### TASK A
Reproduce the Subset Sum Finder post starting with "How can I remove" and going on through "remove the labels?", renaming "nodejs" to "Node.js".
### TASK B
Decide whether each statement agrees with the Subset Sum Finder post: (i) the author wants the code refactored into fewer lines; (ii) the author currently relies on labels to break and continue the logic; (iii) the author thinks the fix lies in the logic of three loops. For each, answer yes or no and quote the deciding words of the post.
### TASK C
Pick up the Subset Sum Finder post's code right after its last line, and write the code that comes next.

### TEXT SHOWN
§ §

How can I remove labels and still work in this Subset Sum Finder application?

The subset Sum problem is stated simply, given a list of integers and a target sum, find all subsets of list that sum to the target.

I've written an application in nodejs that is able to do so for duplicates, nehative numbers, and zero. However I would like to refactor the code in less lines. I think a key step to do that is fixing the logic of the 2 loops. Currently it works but I am using labels to break and continue the logic. Is there a way of constructing the following while-ifs to remove the labels?

I feel I'm making a simple mistake in both while-ifs.

function reduceStack() {
  sortStack: while (stack.length !== 0) {
    let p = convertToObject(outOf(stack))

    // DEAD BRANCH
    if (p.problemSet.length === 0 && p.targetSum !== p.solutionSum) {
      into(trash, convertToString(p))
      continue sortStack
    }

    // ZERO SUM SUBSTITUTIONS: Solution achieved but zero sum combinations may be added. Can be commented out.
    if (p.problemSet.length !== 0 && p.targetSum === p.solutionSum) {
      into(answers, convertToString(p))
      p.solutionSum = null
      p.targetSum = 0
      into(stack, convertToString(p))
      continue sortStack
    }

    // SOLUTION FOUND
    if (p.problemSet.length === 0 && p.targetSum === p.solutionSum) {
      into(answers, convertToString(p))
      continue sortStack
    }

    // WORK
    if (p.problemSet.length !== 0 && p.targetSum !== p.solutionSum) {

      considerN: while (p.problemSet.length !== 0) {
        let actualNumber = p.problemSet[p.problemSet.length - 1]
        let n = noDecimals(actualNumber)
        let oppositeSign = n < 0 ? p.positiveSum : p.negativeSum
        let sameSign = n < 0 ? p.negativeSum : p.positiveSum
        

        // TOO BIG
        // The Number is Too BIg and is will continue to be so along this branch.
        // It is therefore removed from the array of possible integers.

§ §

### Pointing entries for labeled objects

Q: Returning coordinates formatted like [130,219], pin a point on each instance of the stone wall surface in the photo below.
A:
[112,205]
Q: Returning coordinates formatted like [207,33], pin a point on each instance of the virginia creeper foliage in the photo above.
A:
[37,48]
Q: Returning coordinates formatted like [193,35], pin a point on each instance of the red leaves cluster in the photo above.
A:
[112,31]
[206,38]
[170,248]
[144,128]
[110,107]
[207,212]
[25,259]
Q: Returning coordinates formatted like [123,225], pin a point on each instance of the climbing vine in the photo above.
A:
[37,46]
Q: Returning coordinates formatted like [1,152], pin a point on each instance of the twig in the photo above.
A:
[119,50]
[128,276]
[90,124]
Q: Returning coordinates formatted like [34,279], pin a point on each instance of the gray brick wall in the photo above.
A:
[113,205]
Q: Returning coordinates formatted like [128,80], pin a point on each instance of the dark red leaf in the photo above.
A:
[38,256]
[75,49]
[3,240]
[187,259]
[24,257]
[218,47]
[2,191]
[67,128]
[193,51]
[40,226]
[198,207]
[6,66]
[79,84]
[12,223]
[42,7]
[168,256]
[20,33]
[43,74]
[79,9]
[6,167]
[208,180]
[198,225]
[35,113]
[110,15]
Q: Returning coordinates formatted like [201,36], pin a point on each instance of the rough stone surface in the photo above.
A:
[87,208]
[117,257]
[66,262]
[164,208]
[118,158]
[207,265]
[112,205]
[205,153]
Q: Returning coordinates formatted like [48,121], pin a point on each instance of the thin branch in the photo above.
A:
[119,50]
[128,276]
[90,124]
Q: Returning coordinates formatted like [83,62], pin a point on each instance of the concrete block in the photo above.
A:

§ §

### EXERCISE RESULT A
How can I remove labels and still work in this Subset Sum Finder application?

The subset Sum problem is stated simply, given a list of integers and a target sum, find all subsets of list that sum to the target.

I've written an application in Node.js that is able to do so for duplicates, nehative numbers, and zero. However I would like to refactor the code in less lines. I think a key step to do that is fixing the logic of the 2 loops. Currently it works but I am using labels to break and continue the logic. Is there a way of constructing the following while-ifs to remove the labels?

### EXERCISE RESULT B
(i) Yes: "However I would like to refactor the code in less lines."
(ii) Yes: "Currently it works but I am using labels to break and continue the logic."
(iii) No: "I think a key step to do that is fixing the logic of the 2 loops."

### EXERCISE RESULT C
        if (absolute(n) > absolute(p.currentNeed - oppositeSign) && n !== p.currentNeed) {
          n < 0 ? p.negativeSum = p.negativeSum - n : p.positiveSum = p.positiveSum - n
          outOf(p.problemSet)
          continue considerN
        }

        // TOO SMALL
        // The number is Too Small but may be utilized later in branch.
        // Therefore it is skipped on current recursive step.
        if (sameSign < p.currentNeed && n !== p.currentNeed) {
          break considerN
        }
        
        // PASSES TEST
        // The Number is selected as a node in branch.
        // Another packet containing this number is created and put into stack. 
        // The steps are reverse and the loop continues to discover any other posible nodes at this junction
        into(p.solutionSet, actualNumber)
        n < 0 ? p.negativeSum = p.negativeSum - n : p.positiveSum = p.positiveSum - n
        p.solutionSum = p.solutionSum + n
        p.currentNeed = p.currentNeed - n
        outOf(p.problemSet)
        let copyPacket = convertToString(p)

        // Reverse Construction of Duplicate packet
        outOf(p.solutionSet)
        p.solutionSum = p.solutionSum - n
        p.currentNeed = p.currentNeed + n

        // Send new packet to Stack and grab next "n"
        into(stack, copyPacket)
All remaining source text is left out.